## Task:
Please return every line of the records below word for word, with nothing changed.

## Given data:
>> begin
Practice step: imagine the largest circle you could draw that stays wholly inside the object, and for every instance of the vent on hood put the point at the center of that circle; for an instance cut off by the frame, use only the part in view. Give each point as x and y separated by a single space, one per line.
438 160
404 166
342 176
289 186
>> end
## Answer for the task:
Practice step: imagine the largest circle you could draw that stays wholly inside the object, and for every instance of the vent on hood put the point at the center of that circle; for an instance cut off by the frame, use only the part in view. Give each point as x and y separated by a single space, one per line.
438 160
404 166
342 176
289 186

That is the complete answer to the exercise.